**WHAT IS BEING ASKED:**
Transcribe the lines of the records starting with the one that has "Note: mark the white horizontal" in it and ending with the last, and transcribe nothing else.

Collected data entries:
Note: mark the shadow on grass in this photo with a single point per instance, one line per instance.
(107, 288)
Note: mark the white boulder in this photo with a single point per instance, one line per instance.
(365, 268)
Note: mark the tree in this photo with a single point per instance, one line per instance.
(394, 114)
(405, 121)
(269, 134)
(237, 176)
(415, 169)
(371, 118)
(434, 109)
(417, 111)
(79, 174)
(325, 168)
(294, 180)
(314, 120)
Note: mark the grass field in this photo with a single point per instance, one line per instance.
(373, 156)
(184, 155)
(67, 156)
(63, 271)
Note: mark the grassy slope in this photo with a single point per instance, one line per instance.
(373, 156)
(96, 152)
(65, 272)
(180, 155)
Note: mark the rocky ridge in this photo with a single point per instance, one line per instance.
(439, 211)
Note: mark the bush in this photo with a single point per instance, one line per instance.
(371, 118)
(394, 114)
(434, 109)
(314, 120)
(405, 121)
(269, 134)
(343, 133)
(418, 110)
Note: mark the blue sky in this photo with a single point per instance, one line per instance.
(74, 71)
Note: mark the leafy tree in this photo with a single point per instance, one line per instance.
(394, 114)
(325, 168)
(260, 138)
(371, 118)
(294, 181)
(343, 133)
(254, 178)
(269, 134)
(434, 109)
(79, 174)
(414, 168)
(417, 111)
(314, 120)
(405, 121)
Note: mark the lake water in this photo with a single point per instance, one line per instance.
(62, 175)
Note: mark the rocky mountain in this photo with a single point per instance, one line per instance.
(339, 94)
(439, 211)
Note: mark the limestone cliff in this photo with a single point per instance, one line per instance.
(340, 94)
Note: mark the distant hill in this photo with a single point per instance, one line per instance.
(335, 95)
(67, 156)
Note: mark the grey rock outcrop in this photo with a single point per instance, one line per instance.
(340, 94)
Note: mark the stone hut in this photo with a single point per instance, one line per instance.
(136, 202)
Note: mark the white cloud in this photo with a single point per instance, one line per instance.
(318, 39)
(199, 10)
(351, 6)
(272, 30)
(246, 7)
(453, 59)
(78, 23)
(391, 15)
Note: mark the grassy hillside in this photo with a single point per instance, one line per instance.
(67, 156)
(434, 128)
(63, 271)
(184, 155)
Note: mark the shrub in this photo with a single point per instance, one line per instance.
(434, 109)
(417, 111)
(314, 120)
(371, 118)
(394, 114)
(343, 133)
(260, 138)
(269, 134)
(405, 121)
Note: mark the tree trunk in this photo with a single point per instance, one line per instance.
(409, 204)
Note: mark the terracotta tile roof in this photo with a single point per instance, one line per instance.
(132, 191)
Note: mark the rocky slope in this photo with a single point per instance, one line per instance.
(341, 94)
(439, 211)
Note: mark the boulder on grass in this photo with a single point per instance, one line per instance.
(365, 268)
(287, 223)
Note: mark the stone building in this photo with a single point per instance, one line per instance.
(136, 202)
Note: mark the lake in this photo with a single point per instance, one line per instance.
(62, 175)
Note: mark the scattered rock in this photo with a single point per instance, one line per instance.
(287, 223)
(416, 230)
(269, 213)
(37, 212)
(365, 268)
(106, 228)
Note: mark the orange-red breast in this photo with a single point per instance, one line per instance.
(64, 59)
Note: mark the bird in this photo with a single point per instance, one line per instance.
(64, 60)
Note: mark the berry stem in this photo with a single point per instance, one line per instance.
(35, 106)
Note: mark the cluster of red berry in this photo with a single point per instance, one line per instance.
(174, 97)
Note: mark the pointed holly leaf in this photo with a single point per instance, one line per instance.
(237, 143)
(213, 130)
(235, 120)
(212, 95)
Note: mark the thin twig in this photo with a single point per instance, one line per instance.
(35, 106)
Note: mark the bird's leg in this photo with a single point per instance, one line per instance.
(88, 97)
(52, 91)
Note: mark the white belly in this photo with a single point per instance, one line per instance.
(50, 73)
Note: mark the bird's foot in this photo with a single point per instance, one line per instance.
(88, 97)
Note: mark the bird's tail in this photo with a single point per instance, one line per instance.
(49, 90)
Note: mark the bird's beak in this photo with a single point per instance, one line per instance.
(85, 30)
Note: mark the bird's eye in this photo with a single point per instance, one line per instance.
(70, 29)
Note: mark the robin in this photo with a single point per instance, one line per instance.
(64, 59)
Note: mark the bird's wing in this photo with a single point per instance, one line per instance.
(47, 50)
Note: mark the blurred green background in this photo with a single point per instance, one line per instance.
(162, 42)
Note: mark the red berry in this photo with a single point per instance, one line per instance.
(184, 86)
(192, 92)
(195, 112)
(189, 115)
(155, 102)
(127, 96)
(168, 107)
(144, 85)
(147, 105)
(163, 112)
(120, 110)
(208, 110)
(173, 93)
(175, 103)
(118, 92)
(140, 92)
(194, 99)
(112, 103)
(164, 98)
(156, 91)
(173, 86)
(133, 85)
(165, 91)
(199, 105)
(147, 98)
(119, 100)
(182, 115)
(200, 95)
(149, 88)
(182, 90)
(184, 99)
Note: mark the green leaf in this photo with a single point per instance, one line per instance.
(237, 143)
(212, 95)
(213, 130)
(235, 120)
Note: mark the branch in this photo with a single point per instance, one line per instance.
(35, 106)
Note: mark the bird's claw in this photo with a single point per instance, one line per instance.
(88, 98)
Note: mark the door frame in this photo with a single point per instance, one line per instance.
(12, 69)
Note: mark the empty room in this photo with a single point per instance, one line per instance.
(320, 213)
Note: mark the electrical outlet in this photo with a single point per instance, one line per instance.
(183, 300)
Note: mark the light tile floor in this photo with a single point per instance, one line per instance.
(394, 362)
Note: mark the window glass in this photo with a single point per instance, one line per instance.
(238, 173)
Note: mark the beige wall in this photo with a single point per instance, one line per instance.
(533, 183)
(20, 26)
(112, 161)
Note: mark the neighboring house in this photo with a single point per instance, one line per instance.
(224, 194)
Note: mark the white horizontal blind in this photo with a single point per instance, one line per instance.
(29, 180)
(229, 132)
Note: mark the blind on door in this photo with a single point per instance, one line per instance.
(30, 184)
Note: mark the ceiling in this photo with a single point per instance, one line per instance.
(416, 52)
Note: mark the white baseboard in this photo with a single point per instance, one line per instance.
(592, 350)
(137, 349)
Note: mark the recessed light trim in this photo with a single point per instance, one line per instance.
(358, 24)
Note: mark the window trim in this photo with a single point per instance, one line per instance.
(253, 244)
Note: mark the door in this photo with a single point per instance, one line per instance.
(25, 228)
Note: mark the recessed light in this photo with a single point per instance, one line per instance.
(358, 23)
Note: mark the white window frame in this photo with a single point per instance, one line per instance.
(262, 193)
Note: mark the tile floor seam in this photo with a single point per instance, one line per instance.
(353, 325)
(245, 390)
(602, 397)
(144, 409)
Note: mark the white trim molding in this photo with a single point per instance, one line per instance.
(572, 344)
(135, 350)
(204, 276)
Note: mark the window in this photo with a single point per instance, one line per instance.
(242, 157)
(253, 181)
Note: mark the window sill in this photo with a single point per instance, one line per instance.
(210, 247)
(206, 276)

**REPLY TO THE TASK:**
Note: mark the white horizontal blind in this photo with a single point per instance, one line per instance.
(29, 180)
(229, 132)
Note: mark the blind on door in this photo with a single point per instance, one line per instance.
(30, 184)
Note: mark the ceiling in this photo with a single point per instance, one line per instance.
(416, 52)
Note: mark the white baseboard in this photo with a single point per instance, one line per instance.
(592, 350)
(137, 349)
Note: mark the recessed light trim in this photo with a single point per instance, one line per instance.
(358, 24)
Note: mark the window trim in this photo with a single point per instance, one line per instance.
(253, 244)
Note: mark the door in this photo with a single point per instance, one line per instance.
(25, 228)
Note: mark the recessed light in this photo with a single point per instance, one line per instance.
(358, 23)
Note: mark the white window frame in this photo with a single point per instance, one line per instance.
(262, 193)
Note: mark the tile floor seam in this photo with a single point per instance, one line per instance.
(353, 325)
(245, 390)
(602, 397)
(144, 409)
Note: mark the white trim molding in this photo with a single point per instance, one line per instance.
(572, 344)
(135, 350)
(204, 276)
Note: mark the window in this photo with a single point per instance, one line per instance.
(242, 157)
(253, 181)
Note: mark the window sill in this photo with a single point per instance, one line per instance.
(210, 247)
(206, 276)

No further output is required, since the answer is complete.